──────── Articolo ────────
Firenze: tre cuori, un capannone e un Bitcoin
Tre cuori e un capannone. Ma anche un Bitcoin. Accade nella zona industriale di Calenzano, alle porte di Firenze, dove è sorta la prima fabbrica per produrre Bitcoin. Anche l’Italia si appresta dunque ad avere il suo primo mining pool, dato che minare Bitcoin è diventato impresa sempre più ardua. Tanto che in mole società stanno scappando nei Paesi dove la corrente elettrica costa molto poco.
Alla Bitminer Factory, hanno creato una piccola realtà industriale capace di produrre 100 macchine al mese, dando anche vita a una comunità di centinaia di persone che si scambiano conoscenze e informazioni in tema di «block chain». Come noto, la vera rivoluzione delle criptovalute, che potrebbe cambiare tanti sistemi: da quelli bancari (come già fa Ripple, che consente di cambiare valute diverse senza passare per il dollaro); a quelli elettorali; fino a quelli commerciali (come Ethereum, che consente la creazione di moderni smart contracts, i contratti digitali).
Tra i soci fondatori di questa start up troviamo Gabriele Stampa, 42 anni, una lunga esperienza alle spalle nel web marketing e nell’e-business. Ammette che il tutto sia iniziato «quasi per gioco un anno fa, quando ho letto un libro sulle criptovalute. Ho montato la prima macchina in un cestello di lavastoviglie e ci sono voluti dieci giorni di lavoro, mentre oggi se ne monta una in venti minuti». Dopodiché ha coinvolto il suo amico Stampa diventato socio, coinvolgendolo nel progetto. Il primo problema che hanno superato è stato l’enorme consumo di energia elettrica che essi richiedono. Hanno così ridotto i consumi di energia elettrica da 1500-1800 watt all’ora a 1000. In che modo? Riprogrammando i componenti hardware.
Del resto, come già dicevamo, il miners domestico ha proprio questo problema oltre alle spese da affrontare per dotarsi di un dispositivo tecnologico che gli consenta di minare Bitcoin. Chi vuole fare mining industriale deve saper gestire energia, impianti elettrici e termici. Quanto è costato il tutto? Inizialmente 250mila euro. Poi, lavorando dalle 8 di mattina alle 9 di sera, alla Bitminer Factory hanno iniziato ad assemblare macchine da 6mila euro con una qualità essenziale. Come rammenta lo stesso Stampa: il problema non è assemblare le componenti dei macchinari, ma farli funzionare senza che la corrente elettrica salti.
────────
**Esercizi:**
1: Cita dall'articolo sulla fabbrica di Bitcoin il brano compreso tra "Alla Bitminer Factory, hanno" e "i contratti digitali).", estremi inclusi.
2: Converti in una lista JSON di stringhe le righe delle voci, dalla prima fino a quella che contiene "[360,245,381,302]" inclusa, con una stringa per riga e senza le righe vuote.
L'articolo e le voci non hanno alcun legame tra loro.
──────── Voci da elaborare ────────
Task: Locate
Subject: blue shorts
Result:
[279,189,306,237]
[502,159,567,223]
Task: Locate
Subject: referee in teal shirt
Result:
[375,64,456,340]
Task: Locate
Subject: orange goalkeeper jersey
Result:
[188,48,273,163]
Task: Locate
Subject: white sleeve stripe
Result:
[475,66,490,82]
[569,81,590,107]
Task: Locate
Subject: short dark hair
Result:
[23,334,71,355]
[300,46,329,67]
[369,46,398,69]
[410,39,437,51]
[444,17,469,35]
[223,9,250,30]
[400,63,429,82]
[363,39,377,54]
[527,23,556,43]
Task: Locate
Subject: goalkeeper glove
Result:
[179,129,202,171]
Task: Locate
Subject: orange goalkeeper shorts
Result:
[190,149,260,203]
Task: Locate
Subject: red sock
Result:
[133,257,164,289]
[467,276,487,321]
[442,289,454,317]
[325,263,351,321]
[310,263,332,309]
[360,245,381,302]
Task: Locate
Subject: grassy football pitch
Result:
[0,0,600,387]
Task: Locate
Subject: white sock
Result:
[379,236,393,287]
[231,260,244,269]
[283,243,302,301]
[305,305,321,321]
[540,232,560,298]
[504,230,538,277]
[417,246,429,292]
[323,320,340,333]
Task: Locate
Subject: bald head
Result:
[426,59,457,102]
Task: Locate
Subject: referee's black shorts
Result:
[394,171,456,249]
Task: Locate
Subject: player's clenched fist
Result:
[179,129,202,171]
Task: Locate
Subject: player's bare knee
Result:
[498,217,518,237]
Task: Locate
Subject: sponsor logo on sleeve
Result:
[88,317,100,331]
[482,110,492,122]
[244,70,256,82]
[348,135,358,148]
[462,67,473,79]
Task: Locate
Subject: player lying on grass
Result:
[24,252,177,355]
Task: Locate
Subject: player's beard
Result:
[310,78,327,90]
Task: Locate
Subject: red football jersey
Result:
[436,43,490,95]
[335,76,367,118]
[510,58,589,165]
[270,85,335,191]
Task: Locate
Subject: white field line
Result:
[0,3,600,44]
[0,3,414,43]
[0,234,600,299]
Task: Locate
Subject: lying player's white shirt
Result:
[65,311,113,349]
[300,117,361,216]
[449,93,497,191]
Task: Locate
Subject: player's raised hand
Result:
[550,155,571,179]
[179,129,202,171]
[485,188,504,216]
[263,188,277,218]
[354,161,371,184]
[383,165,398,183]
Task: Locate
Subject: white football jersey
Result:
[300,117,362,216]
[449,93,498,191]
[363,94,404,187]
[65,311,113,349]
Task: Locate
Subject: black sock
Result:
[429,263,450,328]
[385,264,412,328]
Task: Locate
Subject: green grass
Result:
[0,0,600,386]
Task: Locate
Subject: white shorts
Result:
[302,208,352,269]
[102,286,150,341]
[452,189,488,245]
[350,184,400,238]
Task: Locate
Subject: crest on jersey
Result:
────────
**Soluzioni dettagliate:**
1:
Alla Bitminer Factory, hanno creato una piccola realtà industriale capace di produrre 100 macchine al mese, dando anche vita a una comunità di centinaia di persone che si scambiano conoscenze e informazioni in tema di «block chain». Come noto, la vera rivoluzione delle criptovalute, che potrebbe cambiare tanti sistemi: da quelli bancari (come già fa Ripple, che consente di cambiare valute diverse senza passare per il dollaro); a quelli elettorali; fino a quelli commerciali (come Ethereum, che consente la creazione di moderni smart contracts, i contratti digitali).

2:
[
  "Task: Locate",
  "Subject: blue shorts",
  "Result:",
  "[279,189,306,237]",
  "[502,159,567,223]",
  "Task: Locate",
  "Subject: referee in teal shirt",
  "Result:",
  "[375,64,456,340]",
  "Task: Locate",
  "Subject: orange goalkeeper jersey",
  "Result:",
  "[188,48,273,163]",
  "Task: Locate",
  "Subject: white sleeve stripe",
  "Result:",
  "[475,66,490,82]",
  "[569,81,590,107]",
  "Task: Locate",
  "Subject: short dark hair",
  "Result:",
  "[23,334,71,355]",
  "[300,46,329,67]",
  "[369,46,398,69]",
  "[410,39,437,51]",
  "[444,17,469,35]",
  "[223,9,250,30]",
  "[400,63,429,82]",
  "[363,39,377,54]",
  "[527,23,556,43]",
  "Task: Locate",
  "Subject: goalkeeper glove",
  "Result:",
  "[179,129,202,171]",
  "Task: Locate",
  "Subject: orange goalkeeper shorts",
  "Result:",
  "[190,149,260,203]",
  "Task: Locate",
  "Subject: red sock",
  "Result:",
  "[133,257,164,289]",
  "[467,276,487,321]",
  "[442,289,454,317]",
  "[325,263,351,321]",
  "[310,263,332,309]",
  "[360,245,381,302]"
]